*Your instructions:* Those lines of the records that contain "grille" are to be located and copied.

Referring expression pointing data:
= = =

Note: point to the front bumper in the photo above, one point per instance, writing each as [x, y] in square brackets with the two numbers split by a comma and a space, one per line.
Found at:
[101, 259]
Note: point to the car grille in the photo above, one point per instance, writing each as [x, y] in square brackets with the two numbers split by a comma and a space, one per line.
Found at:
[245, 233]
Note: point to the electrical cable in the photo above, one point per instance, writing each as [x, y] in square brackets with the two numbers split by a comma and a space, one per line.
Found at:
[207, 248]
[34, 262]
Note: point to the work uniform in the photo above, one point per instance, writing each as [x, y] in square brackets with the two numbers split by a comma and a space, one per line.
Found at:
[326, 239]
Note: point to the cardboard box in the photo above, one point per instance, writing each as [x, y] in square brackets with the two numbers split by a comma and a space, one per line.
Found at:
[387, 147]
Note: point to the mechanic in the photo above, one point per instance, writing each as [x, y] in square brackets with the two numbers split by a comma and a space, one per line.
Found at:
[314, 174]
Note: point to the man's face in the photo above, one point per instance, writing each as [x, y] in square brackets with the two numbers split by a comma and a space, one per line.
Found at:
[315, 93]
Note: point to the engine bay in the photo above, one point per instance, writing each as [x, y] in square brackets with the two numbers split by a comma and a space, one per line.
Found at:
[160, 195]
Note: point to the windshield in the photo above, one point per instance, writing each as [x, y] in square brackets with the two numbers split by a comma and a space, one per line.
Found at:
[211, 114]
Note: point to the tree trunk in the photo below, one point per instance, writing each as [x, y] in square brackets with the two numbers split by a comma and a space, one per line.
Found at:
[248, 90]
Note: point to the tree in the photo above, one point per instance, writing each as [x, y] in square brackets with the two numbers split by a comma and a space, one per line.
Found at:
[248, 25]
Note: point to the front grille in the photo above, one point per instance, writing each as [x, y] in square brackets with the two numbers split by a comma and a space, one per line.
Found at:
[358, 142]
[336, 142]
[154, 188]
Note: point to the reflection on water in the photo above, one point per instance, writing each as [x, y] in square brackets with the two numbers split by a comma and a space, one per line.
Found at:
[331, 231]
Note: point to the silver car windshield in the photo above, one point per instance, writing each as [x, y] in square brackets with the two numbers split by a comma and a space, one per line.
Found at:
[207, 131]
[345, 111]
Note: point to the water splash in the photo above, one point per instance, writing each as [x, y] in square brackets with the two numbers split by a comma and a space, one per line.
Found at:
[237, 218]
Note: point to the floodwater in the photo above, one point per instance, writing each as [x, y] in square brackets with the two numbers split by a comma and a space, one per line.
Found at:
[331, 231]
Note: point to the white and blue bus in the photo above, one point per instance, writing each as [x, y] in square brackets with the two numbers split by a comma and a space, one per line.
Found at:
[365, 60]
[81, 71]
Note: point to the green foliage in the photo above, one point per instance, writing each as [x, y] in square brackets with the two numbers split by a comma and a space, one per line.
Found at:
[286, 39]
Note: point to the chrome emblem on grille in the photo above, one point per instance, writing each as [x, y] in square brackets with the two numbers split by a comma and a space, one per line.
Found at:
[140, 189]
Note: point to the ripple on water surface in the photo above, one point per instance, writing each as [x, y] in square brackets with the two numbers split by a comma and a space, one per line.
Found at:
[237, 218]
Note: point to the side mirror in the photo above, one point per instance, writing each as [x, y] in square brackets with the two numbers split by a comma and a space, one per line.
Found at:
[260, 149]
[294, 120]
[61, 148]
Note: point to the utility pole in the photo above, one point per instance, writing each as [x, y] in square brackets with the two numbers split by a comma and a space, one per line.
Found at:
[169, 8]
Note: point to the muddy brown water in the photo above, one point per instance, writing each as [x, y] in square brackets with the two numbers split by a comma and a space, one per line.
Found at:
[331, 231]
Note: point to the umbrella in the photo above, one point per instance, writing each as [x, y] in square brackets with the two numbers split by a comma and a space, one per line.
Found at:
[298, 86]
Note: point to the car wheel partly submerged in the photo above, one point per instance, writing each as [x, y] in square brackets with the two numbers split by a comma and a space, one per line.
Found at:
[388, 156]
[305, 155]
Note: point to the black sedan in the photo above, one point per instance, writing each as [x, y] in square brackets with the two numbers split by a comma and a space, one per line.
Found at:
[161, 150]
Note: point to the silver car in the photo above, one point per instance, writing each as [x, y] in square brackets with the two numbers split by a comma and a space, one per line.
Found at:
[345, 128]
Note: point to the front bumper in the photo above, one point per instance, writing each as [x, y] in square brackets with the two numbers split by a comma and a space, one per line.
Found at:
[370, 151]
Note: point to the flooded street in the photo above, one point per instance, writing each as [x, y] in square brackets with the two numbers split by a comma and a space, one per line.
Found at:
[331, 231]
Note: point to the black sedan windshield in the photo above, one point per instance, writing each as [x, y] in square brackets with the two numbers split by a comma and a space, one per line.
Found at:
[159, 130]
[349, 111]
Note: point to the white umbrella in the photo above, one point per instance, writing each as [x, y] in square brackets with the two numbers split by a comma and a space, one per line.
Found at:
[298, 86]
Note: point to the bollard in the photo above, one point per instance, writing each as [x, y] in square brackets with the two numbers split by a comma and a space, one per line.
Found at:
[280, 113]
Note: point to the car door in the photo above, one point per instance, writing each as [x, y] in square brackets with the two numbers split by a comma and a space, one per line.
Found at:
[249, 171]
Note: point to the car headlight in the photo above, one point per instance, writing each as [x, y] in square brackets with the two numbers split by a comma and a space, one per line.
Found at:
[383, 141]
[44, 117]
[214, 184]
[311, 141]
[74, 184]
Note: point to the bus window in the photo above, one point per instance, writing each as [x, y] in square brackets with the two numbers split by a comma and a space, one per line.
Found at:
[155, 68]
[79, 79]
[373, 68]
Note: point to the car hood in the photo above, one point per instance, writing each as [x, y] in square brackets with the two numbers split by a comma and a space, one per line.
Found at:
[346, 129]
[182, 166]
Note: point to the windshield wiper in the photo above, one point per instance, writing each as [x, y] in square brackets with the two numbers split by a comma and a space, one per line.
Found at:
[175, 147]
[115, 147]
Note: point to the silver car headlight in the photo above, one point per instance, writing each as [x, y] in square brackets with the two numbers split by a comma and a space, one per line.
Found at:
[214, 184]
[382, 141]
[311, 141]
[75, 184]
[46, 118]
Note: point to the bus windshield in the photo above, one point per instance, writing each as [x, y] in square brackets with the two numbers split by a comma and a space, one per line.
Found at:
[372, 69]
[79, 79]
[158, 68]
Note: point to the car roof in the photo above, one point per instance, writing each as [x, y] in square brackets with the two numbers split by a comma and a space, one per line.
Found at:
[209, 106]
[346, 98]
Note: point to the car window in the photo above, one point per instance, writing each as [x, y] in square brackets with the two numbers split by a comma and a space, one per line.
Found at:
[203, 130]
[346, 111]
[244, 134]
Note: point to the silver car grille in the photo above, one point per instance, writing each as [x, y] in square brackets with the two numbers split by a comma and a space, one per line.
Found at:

= = =

*Response below:*
Note: point to the car grille in the photo above, one point per instance, writing each as [x, y] in square brackets with the two numbers split by a comma and a space, one per line.
Note: point to the front grille in the photo above, one point per instance, writing each as [x, y] in square brackets with the two numbers split by a comma and a space, one per line.
Note: point to the chrome emblem on grille in the photo above, one point per instance, writing each as [x, y] in square brackets with the two numbers split by a comma and a space, one per line.
Note: point to the silver car grille in the photo above, one point per instance, writing each as [x, y] in square brackets with the two numbers split by a comma and a space, one per line.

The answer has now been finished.